TEXTO DEL EJERCICIO.
· · ·
Papel
Con la vida a cuestas
Da igual la parte del mundo en la que se esté, con las impresoras 3D y las pulseras inteligentes, cualquiera puede desarrollar en segundos todo tipo de vacunas.
Hasta 2017, la mayoría de los turistas contrataban un seguro de salud cuando viajaban al exterior. Los gastos de estos programas eran enormes, más de 100 millones de euros por nación sólo en Europa, de acuerdo con un estudio del Sistema Nacional de Salud Británico (NHS). Muchos viajeros debían perder sus vacaciones, acortarlas o pasar los días previos en un estado febril debido a vacunas o a la falta de ellas en destino. Las consecuencias podían ser aún peores si se trataba de países en vías de desarrollo, donde el instrumental médico era caro y no siempre había medicamentos disponibles.
Todo cambió cuando Manu Prakash, bioingeniero de la Universidad de Stanford, lanzó su programa de «ciencia frugal». El proyecto se basaba en crear y producir instrumental científico asequible para mejorar el sistema sanitario de países en vías de desarrollo. Su primer paso fue un trozo de papel que actuaba como microscopio e, inicialmente, permitía detectar la malaria con apenas una gota de sangre en apenas unos segundos. ¿Su coste? En 2015 era de 50 céntimos. Pero dos años más tarde, el mismo ingenio ya permitía detectar hasta 30 enfermedades tropicales.
Si eso fue lo primero, después vino la solución del inconveniente: proveer la cura. La respuesta llegó de la mano del profesor de bioquímica y nanotecnología Lee Cronin, de la Universidad de Glasgow (Escocia). Allí desarrollaron la Chemputer, un ordenador químico que, junto a una impresora 3D, recurría a tintas químicas para combinar diferentes elementos en las cantidades deseadas y producir el fármaco.
Más tarde se instaló el uso de la impresora 3D de ADN. La idea original fue de Craig Venter, líder del Proyecto Genoma Humano. Según su ideólogo, se trataba de una «impresora de vida»: se enviaban por correo electrónico las instrucciones para imprimir vacunas, básicamente el ADN del virus, entre otros «ingredientes». Éstos se imprimían sobre un parche con microagujas de ácido hialurónico (un componente de la piel) que se degradaba naturalmente mientras suministraba la dosis. Los parches fueron creados por científicos de la Universidad de Osaka en 2015 y evitaban todas las lesiones o enfermedades consecuencia de roturas de agujas o por compartir jeringuillas.
· · ·
EXTRACTO DE ENTRADAS.
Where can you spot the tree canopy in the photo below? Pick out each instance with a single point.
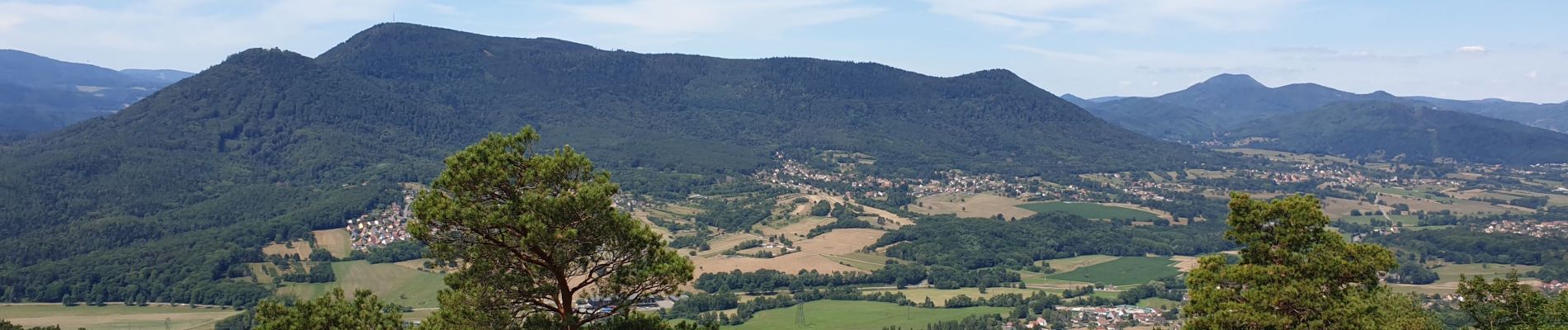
(1294, 274)
(536, 233)
(366, 312)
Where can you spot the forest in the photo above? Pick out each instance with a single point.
(993, 243)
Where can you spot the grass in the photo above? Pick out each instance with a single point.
(111, 316)
(1123, 271)
(1066, 265)
(860, 314)
(1407, 221)
(1159, 304)
(1416, 195)
(1090, 210)
(862, 260)
(1451, 272)
(938, 296)
(390, 282)
(334, 241)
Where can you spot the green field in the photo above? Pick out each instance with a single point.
(862, 260)
(1159, 304)
(111, 316)
(390, 282)
(1416, 195)
(938, 296)
(1405, 221)
(1122, 271)
(1090, 210)
(1451, 272)
(860, 314)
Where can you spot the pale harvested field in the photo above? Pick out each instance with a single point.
(334, 241)
(111, 316)
(813, 255)
(841, 241)
(1463, 207)
(970, 205)
(897, 221)
(1144, 209)
(786, 263)
(1066, 265)
(799, 229)
(725, 243)
(300, 248)
(1341, 207)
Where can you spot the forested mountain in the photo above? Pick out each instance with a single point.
(1225, 102)
(1550, 116)
(43, 94)
(1396, 130)
(1217, 105)
(170, 196)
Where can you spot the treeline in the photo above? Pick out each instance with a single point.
(1468, 246)
(392, 252)
(768, 280)
(991, 243)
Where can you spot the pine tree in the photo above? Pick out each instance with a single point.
(1296, 274)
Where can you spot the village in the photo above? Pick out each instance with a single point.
(1101, 318)
(1538, 229)
(381, 227)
· · ·
CONSIGNA.
Reproduce textualmente el fragmento del texto sobre la fabricación de vacunas que empieza con «Más tarde se» y sigue hasta «por compartir jeringuillas.».

TAREA RESUELTA.
Más tarde se instaló el uso de la impresora 3D de ADN. La idea original fue de Craig Venter, líder del Proyecto Genoma Humano. Según su ideólogo, se trataba de una «impresora de vida»: se enviaban por correo electrónico las instrucciones para imprimir vacunas, básicamente el ADN del virus, entre otros «ingredientes». Éstos se imprimían sobre un parche con microagujas de ácido hialurónico (un componente de la piel) que se degradaba naturalmente mientras suministraba la dosis. Los parches fueron creados por científicos de la Universidad de Osaka en 2015 y evitaban todas las lesiones o enfermedades consecuencia de roturas de agujas o por compartir jeringuillas.